What you need to do
Rewrite the items between the lines holding "the sofa seat" and "726,400 -> 859,525", inclusive, keeping every request as it stands and raising each coordinate in the answers by 25.

Given information
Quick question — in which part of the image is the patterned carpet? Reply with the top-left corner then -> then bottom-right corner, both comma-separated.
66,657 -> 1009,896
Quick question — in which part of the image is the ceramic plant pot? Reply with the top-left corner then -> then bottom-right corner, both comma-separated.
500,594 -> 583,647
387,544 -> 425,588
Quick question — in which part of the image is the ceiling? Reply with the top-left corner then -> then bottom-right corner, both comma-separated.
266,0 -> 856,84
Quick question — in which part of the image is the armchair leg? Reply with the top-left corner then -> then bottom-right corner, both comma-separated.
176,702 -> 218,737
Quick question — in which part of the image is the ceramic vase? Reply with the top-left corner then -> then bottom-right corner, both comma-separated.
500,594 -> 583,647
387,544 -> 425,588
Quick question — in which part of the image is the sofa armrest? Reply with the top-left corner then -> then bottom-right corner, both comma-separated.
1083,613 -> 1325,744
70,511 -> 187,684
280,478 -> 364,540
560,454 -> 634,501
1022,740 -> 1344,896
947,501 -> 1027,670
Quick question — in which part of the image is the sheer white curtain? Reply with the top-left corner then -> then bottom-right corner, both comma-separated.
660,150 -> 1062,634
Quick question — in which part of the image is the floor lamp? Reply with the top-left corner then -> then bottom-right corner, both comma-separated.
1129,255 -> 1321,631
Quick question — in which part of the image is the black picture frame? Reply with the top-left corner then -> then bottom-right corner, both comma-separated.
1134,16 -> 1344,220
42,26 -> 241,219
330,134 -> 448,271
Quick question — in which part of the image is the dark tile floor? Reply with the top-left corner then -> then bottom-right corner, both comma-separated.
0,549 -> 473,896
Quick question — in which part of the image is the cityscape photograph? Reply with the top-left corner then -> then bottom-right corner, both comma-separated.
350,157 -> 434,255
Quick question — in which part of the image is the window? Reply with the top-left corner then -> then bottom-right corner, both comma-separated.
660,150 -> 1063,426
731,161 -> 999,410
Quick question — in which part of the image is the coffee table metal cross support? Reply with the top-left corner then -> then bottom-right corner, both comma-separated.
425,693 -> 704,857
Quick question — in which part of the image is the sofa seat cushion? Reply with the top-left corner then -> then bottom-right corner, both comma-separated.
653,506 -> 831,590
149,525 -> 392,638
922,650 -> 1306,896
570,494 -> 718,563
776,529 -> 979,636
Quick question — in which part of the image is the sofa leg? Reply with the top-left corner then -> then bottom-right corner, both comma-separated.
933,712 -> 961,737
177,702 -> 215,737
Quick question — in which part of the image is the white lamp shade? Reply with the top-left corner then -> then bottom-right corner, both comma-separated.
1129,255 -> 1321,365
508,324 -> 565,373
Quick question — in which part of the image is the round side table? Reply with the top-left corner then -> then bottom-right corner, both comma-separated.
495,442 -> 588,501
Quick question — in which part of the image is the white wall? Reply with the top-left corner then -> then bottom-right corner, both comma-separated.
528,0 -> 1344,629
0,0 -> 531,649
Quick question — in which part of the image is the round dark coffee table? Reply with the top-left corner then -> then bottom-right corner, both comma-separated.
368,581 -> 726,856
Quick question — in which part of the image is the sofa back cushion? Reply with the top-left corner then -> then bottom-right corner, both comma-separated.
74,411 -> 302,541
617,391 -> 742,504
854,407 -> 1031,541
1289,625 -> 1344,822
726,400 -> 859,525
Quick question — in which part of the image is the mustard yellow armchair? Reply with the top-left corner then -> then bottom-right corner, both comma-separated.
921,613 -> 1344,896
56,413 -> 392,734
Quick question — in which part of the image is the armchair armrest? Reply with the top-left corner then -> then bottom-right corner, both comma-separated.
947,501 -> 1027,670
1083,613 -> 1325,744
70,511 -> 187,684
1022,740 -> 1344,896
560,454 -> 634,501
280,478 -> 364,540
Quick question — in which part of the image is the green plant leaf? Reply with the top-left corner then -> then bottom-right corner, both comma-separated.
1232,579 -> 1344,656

Task response
Quick question — in which part of the image is the sofa seat cushion? Reply with the top-left corner then -> then bottom-right corner, both comma-separated.
678,531 -> 856,615
174,550 -> 417,663
947,675 -> 1331,921
595,519 -> 743,588
801,554 -> 1004,661
Quick question — in which part of the image is the sofa leg? Reply with the top-left corner then -> then bottom-right corner, both comma-separated.
958,737 -> 986,762
202,727 -> 240,762
Quick question — in which part of the image is the white lamp shade? Reply with the top-left corner then -> then bottom-right corner, both comma-separated.
1154,280 -> 1346,390
533,349 -> 590,398
Quick question — in which part of the image is the round side table? Reply with the top-left corner then -> then bottom-right corner, both comma-separated.
520,467 -> 613,526
Quick question — in which part of the image is the white wall? Reply with the top-left corner then -> then bottom-right corner, both comma-separated.
553,25 -> 1369,654
25,25 -> 556,674
Quick question — in which part of the image is the round dark coffee table? Reply with the top-left corner then -> then bottom-right corner, both comma-separated.
393,606 -> 751,881
Quick question — in which part of the image is the sofa back cushion? Reply with the top-left corner then -> then bottom-right corner, both comma-separated.
99,436 -> 327,566
642,416 -> 767,529
879,432 -> 1056,566
1314,650 -> 1369,847
751,425 -> 884,550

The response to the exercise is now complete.